Brief - Repeat exactly, and only, the lines below starting at the line that contains "# trace the outline of every instance of the horse tail" and ending at the line that contains "# trace the outline of every instance of the tree", inclusive of both.
++++
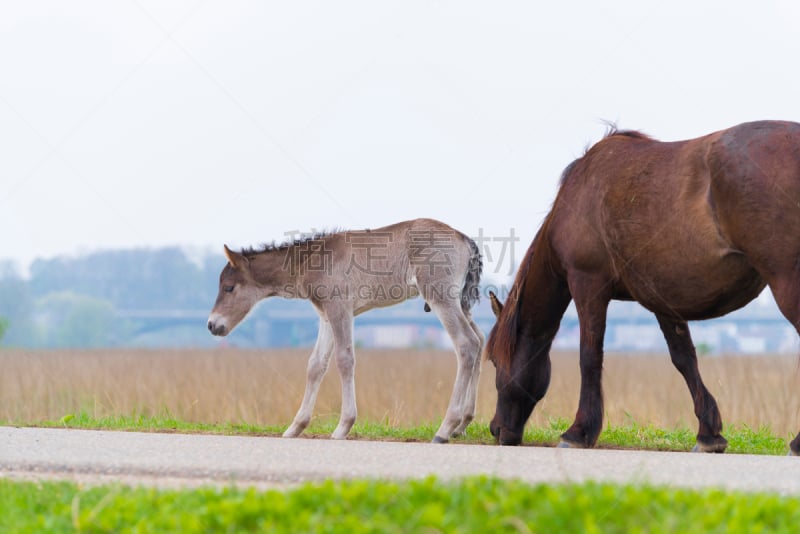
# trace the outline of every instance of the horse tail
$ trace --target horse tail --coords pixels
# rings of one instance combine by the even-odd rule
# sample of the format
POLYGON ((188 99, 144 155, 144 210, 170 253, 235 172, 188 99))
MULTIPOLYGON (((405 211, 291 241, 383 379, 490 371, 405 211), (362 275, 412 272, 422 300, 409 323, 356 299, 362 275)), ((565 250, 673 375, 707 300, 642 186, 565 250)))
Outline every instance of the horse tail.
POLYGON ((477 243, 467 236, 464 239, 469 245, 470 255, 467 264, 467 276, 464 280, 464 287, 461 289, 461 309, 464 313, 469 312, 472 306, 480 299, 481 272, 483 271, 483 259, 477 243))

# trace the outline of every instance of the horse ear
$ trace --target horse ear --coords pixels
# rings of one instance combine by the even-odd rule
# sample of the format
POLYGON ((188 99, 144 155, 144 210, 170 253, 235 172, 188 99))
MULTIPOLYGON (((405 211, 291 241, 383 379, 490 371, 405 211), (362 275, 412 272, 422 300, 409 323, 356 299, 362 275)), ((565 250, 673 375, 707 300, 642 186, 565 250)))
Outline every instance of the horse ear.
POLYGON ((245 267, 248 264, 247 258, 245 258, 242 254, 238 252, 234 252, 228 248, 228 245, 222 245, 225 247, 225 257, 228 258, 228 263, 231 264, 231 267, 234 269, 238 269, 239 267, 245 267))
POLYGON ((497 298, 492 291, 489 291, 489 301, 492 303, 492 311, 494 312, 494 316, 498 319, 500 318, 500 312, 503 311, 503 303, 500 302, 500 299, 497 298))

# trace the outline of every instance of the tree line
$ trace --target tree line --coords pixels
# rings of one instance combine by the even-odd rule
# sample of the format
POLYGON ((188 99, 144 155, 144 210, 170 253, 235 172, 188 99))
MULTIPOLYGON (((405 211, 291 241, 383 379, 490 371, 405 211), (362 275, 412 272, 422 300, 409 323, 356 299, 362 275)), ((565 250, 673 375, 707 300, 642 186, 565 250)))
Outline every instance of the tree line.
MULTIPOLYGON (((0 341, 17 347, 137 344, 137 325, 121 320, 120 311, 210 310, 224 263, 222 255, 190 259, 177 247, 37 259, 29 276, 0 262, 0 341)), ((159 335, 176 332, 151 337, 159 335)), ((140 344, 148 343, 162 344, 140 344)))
++++
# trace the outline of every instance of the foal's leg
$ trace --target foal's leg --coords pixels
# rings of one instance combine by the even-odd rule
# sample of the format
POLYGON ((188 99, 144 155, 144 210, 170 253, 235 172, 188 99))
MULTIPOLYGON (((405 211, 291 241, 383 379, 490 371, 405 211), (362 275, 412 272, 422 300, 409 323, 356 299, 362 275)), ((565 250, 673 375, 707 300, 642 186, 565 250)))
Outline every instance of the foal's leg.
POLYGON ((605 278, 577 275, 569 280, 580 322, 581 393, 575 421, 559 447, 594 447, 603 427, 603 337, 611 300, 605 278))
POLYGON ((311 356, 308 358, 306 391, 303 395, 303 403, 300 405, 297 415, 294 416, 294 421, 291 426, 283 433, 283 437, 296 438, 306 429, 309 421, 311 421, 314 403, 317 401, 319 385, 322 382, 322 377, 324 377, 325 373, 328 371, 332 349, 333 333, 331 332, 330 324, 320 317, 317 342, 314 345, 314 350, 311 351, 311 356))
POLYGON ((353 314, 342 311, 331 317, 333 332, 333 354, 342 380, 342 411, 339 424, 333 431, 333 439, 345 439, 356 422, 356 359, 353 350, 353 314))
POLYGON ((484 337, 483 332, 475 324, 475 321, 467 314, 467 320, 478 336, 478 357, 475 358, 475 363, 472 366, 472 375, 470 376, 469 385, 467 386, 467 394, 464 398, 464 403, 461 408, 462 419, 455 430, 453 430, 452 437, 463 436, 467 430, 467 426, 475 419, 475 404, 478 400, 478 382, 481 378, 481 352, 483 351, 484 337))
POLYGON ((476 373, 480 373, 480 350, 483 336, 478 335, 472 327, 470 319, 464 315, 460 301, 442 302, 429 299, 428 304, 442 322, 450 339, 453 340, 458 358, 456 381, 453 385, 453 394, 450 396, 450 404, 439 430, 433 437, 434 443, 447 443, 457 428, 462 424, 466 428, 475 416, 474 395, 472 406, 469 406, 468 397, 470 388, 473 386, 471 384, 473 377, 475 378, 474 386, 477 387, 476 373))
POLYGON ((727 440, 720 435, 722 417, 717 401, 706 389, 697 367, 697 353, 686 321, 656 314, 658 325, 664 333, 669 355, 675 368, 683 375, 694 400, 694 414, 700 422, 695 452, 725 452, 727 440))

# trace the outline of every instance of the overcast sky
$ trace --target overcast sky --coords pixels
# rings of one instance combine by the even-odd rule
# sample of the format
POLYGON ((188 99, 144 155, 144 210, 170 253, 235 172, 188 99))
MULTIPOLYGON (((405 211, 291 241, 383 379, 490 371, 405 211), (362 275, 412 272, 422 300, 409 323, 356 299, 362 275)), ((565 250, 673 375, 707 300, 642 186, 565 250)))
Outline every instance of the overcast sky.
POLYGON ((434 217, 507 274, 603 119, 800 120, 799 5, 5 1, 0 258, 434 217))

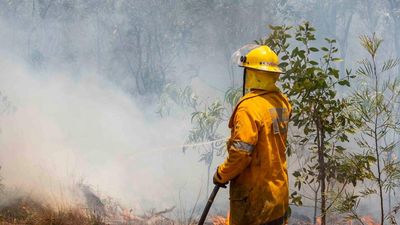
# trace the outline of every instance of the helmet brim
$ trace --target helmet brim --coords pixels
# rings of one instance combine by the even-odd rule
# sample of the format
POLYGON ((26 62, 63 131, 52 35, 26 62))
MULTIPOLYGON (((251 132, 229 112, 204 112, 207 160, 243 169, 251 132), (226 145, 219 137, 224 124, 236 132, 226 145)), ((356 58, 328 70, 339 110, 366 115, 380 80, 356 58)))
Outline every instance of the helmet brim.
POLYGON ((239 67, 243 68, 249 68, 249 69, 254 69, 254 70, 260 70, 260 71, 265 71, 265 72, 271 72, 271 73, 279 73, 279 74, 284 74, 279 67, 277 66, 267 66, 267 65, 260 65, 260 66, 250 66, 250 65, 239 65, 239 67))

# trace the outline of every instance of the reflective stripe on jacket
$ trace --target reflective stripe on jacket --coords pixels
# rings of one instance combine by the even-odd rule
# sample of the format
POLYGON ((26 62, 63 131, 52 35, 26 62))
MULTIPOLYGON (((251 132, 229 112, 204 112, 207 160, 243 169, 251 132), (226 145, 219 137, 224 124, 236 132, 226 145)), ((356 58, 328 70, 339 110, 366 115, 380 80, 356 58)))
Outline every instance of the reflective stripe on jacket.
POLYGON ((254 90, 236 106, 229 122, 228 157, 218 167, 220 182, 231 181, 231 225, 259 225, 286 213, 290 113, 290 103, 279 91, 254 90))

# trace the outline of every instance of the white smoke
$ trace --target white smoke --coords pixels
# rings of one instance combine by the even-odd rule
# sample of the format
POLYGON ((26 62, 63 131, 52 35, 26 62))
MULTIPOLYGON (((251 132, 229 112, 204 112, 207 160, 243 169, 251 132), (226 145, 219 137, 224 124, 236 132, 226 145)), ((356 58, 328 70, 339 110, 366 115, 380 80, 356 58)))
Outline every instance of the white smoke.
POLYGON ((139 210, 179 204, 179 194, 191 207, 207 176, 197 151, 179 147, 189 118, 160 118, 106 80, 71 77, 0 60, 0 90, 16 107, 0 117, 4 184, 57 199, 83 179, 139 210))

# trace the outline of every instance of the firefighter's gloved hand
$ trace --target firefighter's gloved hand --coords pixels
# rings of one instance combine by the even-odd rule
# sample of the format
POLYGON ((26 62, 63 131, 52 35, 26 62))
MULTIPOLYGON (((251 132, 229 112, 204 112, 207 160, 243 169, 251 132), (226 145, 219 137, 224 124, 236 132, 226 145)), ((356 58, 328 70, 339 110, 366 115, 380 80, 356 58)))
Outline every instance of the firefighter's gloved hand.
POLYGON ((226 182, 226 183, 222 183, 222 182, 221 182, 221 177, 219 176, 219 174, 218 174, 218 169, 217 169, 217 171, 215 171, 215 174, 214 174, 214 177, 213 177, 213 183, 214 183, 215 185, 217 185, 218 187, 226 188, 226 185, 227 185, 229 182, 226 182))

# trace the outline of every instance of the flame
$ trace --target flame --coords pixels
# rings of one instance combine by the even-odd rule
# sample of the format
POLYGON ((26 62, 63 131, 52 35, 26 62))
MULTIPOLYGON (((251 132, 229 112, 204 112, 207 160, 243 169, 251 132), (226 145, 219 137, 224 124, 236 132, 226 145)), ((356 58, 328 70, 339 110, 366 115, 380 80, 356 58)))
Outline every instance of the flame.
++++
Expected answer -
# trace the outline of every instance of the horse tail
$ trace --target horse tail --coords pixels
# rings of one instance combine by the even-odd rule
# sample of the format
POLYGON ((188 99, 144 155, 144 210, 170 253, 235 172, 188 99))
MULTIPOLYGON (((405 211, 291 241, 383 379, 490 371, 405 211), (362 275, 412 272, 422 300, 409 323, 356 299, 362 275)), ((565 250, 673 375, 707 300, 642 186, 565 250)))
Outline every instance of the horse tail.
POLYGON ((477 243, 467 236, 464 239, 469 245, 470 255, 467 264, 467 276, 464 280, 464 287, 461 289, 461 309, 464 313, 469 312, 472 306, 480 299, 481 272, 483 271, 483 259, 477 243))

# trace the outline of every instance of the horse ear
$ trace --target horse ear --coords pixels
# rings of one instance combine by the even-odd rule
# sample of the format
POLYGON ((188 99, 144 155, 144 210, 170 253, 235 172, 188 99))
MULTIPOLYGON (((405 211, 291 241, 383 379, 490 371, 405 211), (362 275, 412 272, 422 300, 409 323, 356 299, 362 275)), ((565 250, 673 375, 707 300, 642 186, 565 250)))
Outline every instance of the horse ear.
POLYGON ((245 267, 248 264, 247 258, 245 258, 242 254, 238 252, 234 252, 228 248, 228 245, 222 245, 225 247, 225 257, 228 258, 228 263, 231 264, 231 267, 234 269, 238 269, 239 267, 245 267))
POLYGON ((497 298, 492 291, 489 291, 489 301, 492 303, 492 311, 494 312, 494 316, 498 319, 500 318, 500 312, 503 311, 503 303, 500 302, 500 299, 497 298))

# trace the outline of every instance of the tree line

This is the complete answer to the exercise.